こちらは3ページ目になります。
1ページ目から読む場合は
【お由羅の方とお由羅騒動】
をクリックお願いします。
お好きな項目に飛べる目次
お好きな項目に飛べる目次
幕府が斉興に“茶器”を贈って引退勧告
騒動のため、藩内で孤立した斉彬が、家督を継ぐことはもはや絶望的に見えました。
しかし、まだ味方は残っていました。
斉彬派の一部は、斉彬の大叔父にあたる福岡藩主・黒田長溥(ながひろ)を頼って脱藩します。
長溥は、島津家から黒田家に婿養子に入った人であり、十一代将軍・徳川家斉の正室である高台院の弟なので、実家にも幕府にも顔が利きます。
当然、斉興は長溥に「ウチのモンが世話になったな^^ こっちに返してくれる?」(超訳)と言いましたが、長溥は拒絶しました。
さらに長溥は、実弟である八戸藩主・南部信順(この人も島津家から南部家へ婿養子に行った人)と一緒に「すみません、実家でこれこれの経緯があってもうどうしようもないので、上様のご裁可をいただけませんか」と幕府へ報告したのです。
直接頼んだのは上様=十二代将軍・徳川家慶相手ではなく、老中首座の阿部正弘。
この手の騒動を収める方法はいくつかありますが、阿部正弘も徳川家慶も「島津斉興を隠居させたほうがいい」と考えたようです。
そこで家慶は、斉興に茶器を送り、暗に「そろそろ歳だし、これからは隠居してゆっくり茶でも楽しむといい」と示しました。
武家というより公家や宮中で行われていそうなやり取りですね。
そもそも兄弟仲は悪くない?
さすがに将軍の命令では斉興も逆らいきれず、隠居して家督を斉彬に譲ることになります。

データレコード:
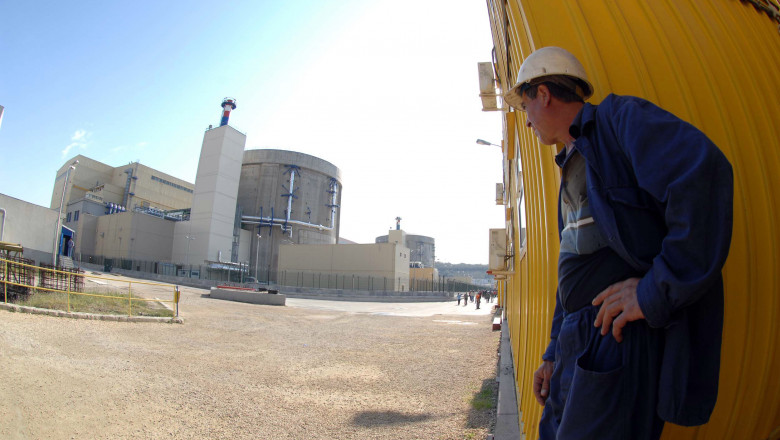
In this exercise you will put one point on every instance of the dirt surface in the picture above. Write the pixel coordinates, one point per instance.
(309, 370)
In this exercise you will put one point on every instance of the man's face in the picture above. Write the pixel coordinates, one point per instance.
(536, 117)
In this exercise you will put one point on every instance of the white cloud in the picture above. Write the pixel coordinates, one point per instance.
(79, 139)
(78, 135)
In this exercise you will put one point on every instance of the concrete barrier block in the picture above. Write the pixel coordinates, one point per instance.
(251, 297)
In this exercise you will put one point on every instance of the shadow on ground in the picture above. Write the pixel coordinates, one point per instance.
(384, 418)
(482, 408)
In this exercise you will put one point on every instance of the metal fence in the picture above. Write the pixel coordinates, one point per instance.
(240, 273)
(20, 279)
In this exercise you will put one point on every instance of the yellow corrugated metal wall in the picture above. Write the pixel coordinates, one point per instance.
(714, 63)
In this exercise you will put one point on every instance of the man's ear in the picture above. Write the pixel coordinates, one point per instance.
(543, 93)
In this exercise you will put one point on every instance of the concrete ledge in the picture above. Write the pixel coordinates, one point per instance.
(507, 414)
(94, 316)
(248, 296)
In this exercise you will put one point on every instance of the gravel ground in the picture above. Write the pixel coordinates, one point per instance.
(310, 370)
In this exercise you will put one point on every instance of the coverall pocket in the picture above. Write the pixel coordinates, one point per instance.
(595, 406)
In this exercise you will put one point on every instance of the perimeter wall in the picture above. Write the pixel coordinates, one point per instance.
(713, 63)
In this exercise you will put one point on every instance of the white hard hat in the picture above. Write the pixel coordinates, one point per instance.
(544, 62)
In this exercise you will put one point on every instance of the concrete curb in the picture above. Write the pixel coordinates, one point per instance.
(507, 413)
(92, 316)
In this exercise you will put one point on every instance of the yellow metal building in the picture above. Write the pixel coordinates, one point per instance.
(714, 63)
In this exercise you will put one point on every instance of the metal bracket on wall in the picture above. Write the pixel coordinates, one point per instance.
(771, 8)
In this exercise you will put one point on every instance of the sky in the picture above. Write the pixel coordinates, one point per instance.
(385, 90)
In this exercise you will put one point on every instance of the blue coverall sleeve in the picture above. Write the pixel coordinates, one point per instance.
(549, 354)
(693, 181)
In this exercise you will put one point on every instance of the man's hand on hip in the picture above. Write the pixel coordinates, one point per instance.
(542, 381)
(619, 306)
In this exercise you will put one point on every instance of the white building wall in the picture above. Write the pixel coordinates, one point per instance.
(30, 225)
(214, 201)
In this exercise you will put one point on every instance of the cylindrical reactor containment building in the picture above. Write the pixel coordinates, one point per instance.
(287, 197)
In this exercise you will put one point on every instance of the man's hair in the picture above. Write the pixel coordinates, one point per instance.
(553, 84)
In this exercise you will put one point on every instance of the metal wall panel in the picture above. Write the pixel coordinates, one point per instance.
(716, 64)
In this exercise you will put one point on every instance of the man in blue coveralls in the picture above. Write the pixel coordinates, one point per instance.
(644, 218)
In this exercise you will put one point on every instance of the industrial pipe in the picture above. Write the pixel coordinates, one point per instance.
(2, 225)
(266, 221)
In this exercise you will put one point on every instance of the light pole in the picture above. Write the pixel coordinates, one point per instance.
(484, 142)
(55, 249)
(257, 258)
(187, 257)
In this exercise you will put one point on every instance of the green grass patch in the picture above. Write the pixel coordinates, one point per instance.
(484, 399)
(120, 305)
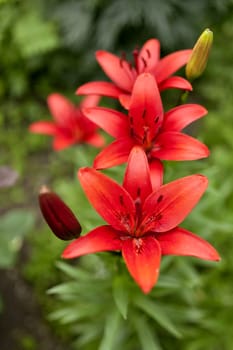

課題の内容:
[A] お由羅騒動を扱った本文から、「この手の騒動を収める方法はい」から「を斉彬に譲ることになります。」までの範囲を、両端も含めてそのまま抜き出してください。
[B] お由羅騒動を扱った本文によると、徳川家慶が斉興に隠居をそれとなく促すために送った品は何ですか。
[C] お由羅騒動を扱った本文を、最後の文の後から書き継いでください。

回答一覧:
[A]
この手の騒動を収める方法はいくつかありますが、阿部正弘も徳川家慶も「島津斉興を隠居させたほうがいい」と考えたようです。
そこで家慶は、斉興に茶器を送り、暗に「そろそろ歳だし、これからは隠居してゆっくり茶でも楽しむといい」と示しました。
武家というより公家や宮中で行われていそうなやり取りですね。
そもそも兄弟仲は悪くない?
さすがに将軍の命令では斉興も逆らいきれず、隠居して家督を斉彬に譲ることになります。

[B] 茶器です。

[C]
「最初からそうすればいいじゃん」とツッコミたくなってしまいますが、話がここまで大きくなったからこそ、幕府も動いたのかもしれません。
この一連の騒動を「お由羅騒動」というのですが、お由羅自身がどこまで関与していたのかは不明です。
処分もされていませんし、天寿を全うしています。
もしも「密かに我が子の藩主就任を祈っていた」くらいで、陰謀には全く関与していなかったとしたら、イメージだけで諸悪の根源扱いされていてかわいそうですね……。
というか、そもそも斉彬と久光の兄弟関係は決して悪くありません。
久光は勉強も得意なアタマの良い人物で、斉彬も信頼しており、後に彼が江戸に出向いたときは、薩摩藩内の藩主代行のようなことを久光に頼んだりしています。
そんな書状も残っております。
西郷にも大久保にも大きく影響
それでも、お由羅騒動が与えた影響は小さくありません。
西郷隆盛や大久保利通など、後々討幕や明治政府を作っていく人々にも大きく関係しています。
例えば、隆盛の父・吉兵衛は、切腹になった赤山靱負(あかやま ゆきえ)の介錯を務めた後、その様子を隆盛に詳しく聞かせ、切腹の際に血がついた衣も見せたのだそうです。
これによって、隆盛は斉彬の家督相続のため奮闘するようになったとか。
大久保家では父・利世が琉球館(琉球王国の出張機関・鹿児島と中国福建省に1つずつあった)の仕事を罷免された上に流罪という、重い処分になっています。
利通もまたクビを切られ、一家で困窮してしまいました。
隆盛がこの間、大久保家を援助していましたね。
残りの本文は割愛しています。